:: PROVIDED RECORDS ::
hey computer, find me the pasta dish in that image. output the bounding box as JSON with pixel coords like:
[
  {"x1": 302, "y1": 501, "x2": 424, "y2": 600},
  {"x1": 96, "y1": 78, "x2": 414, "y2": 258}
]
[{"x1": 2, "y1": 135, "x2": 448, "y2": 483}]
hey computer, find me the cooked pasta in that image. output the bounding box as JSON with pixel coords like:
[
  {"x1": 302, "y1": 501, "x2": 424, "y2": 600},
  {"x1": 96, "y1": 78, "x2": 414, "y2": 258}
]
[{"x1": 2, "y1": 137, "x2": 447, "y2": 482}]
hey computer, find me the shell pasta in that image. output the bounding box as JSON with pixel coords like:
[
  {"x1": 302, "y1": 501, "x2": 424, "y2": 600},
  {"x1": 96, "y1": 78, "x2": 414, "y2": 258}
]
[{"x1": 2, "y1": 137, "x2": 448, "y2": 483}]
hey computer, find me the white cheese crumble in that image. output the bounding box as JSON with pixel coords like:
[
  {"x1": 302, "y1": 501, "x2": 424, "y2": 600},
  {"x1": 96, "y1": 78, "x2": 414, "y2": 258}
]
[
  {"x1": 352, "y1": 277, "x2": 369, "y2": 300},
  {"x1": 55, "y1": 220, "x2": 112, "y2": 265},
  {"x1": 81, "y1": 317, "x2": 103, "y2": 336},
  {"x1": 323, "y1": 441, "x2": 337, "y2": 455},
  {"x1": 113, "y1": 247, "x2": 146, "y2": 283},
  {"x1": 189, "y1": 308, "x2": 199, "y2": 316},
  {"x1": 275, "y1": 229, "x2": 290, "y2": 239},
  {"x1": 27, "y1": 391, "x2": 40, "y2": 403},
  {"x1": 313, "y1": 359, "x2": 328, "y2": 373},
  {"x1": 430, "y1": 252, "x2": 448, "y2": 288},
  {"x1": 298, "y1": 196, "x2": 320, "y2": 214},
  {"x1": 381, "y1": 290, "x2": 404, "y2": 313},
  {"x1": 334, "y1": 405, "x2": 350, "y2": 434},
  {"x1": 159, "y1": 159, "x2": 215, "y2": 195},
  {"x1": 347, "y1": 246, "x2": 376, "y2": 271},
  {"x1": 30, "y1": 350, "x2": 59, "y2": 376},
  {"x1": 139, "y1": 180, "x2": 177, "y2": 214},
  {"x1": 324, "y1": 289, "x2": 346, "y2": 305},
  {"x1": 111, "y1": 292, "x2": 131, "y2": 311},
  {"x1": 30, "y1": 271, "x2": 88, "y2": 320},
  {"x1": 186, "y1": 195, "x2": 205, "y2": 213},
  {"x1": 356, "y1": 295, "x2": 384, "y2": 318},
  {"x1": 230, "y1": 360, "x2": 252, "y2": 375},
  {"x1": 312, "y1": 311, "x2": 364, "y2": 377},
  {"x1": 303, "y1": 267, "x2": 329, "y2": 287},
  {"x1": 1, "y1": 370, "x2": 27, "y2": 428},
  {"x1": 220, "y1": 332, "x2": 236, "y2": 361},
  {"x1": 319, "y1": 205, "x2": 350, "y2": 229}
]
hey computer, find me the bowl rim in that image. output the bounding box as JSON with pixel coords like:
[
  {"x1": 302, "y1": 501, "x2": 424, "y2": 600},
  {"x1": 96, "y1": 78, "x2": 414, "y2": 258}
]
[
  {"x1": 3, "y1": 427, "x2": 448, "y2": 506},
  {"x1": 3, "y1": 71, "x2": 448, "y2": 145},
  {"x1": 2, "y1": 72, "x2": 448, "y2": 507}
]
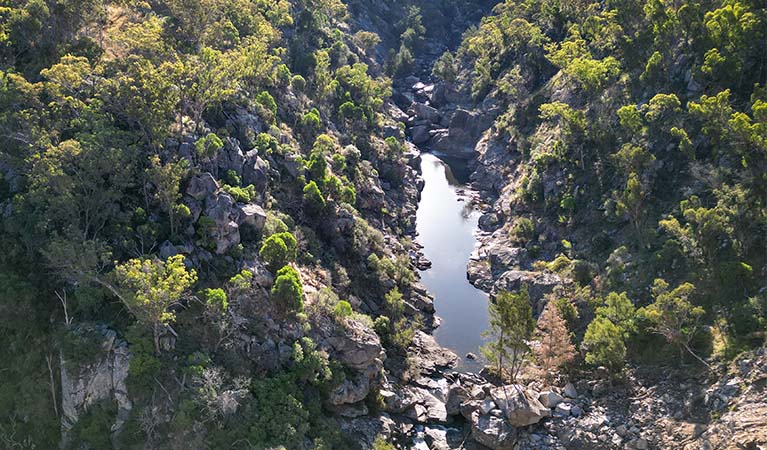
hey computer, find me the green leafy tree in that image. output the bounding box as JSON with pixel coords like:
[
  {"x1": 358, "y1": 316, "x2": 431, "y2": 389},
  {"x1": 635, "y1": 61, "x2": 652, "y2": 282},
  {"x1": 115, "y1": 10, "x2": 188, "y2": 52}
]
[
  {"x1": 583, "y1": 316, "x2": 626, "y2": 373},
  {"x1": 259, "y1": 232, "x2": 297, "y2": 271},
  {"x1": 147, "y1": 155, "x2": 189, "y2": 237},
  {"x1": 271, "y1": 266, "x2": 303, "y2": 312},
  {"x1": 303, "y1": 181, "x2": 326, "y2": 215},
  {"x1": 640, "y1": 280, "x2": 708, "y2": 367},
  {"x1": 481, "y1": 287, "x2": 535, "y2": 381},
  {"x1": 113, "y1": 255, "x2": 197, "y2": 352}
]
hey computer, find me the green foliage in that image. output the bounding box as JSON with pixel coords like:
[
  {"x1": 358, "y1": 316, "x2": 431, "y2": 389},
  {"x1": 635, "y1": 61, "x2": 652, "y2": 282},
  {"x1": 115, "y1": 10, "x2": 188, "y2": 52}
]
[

:: EXERCISE DIRECTIONS ::
Return every line holding the word "pasta" from the records.

:: WRITTEN RESPONSE ::
hey computer, find me the pasta dish in that image. output the bounding box as JSON with pixel coords like:
hey computer, find me the cooked pasta in that image. output the bounding box as JSON with pixel coords like:
hey computer, find me the shell pasta in that image. output the bounding box as JSON with pixel coords like:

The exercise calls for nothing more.